Transcribe the entries below exactly.

○ ○ ○

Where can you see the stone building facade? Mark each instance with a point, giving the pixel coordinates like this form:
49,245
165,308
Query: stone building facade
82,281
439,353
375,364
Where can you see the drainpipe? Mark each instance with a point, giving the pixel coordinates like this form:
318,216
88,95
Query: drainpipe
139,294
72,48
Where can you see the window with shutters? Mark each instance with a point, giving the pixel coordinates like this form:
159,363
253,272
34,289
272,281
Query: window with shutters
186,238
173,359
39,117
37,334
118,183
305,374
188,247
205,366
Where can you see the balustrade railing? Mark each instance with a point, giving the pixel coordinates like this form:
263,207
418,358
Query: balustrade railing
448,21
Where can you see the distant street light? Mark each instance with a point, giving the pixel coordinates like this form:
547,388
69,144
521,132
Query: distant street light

○ ○ ○

- [Response area]:
Where can you see the stone building facade? Mark each instance with a point, giving the pixel coordinates like this form:
49,245
165,308
Query: stone building facade
82,281
439,353
375,364
Where can you see the drainpipe? Mark each instance with a point, giving the pixel coordinates like this form:
318,216
88,95
Query: drainpipe
139,294
72,48
Where can you see the window with shutters? Mark each instance with a point, giving the pixel coordinates like this form:
159,363
253,272
34,289
272,281
Query: window with shutters
186,238
173,359
39,117
37,334
118,183
305,374
188,247
205,366
Where can you see the balustrade railing? Mark each instance with a point, giving the pixel coordinates like this form:
263,207
418,358
Query: balustrade railing
448,21
Where can you see the distant street light? Mark each instance with a point, giving the pixel coordinates like this form:
547,388
69,144
521,132
Query: distant street light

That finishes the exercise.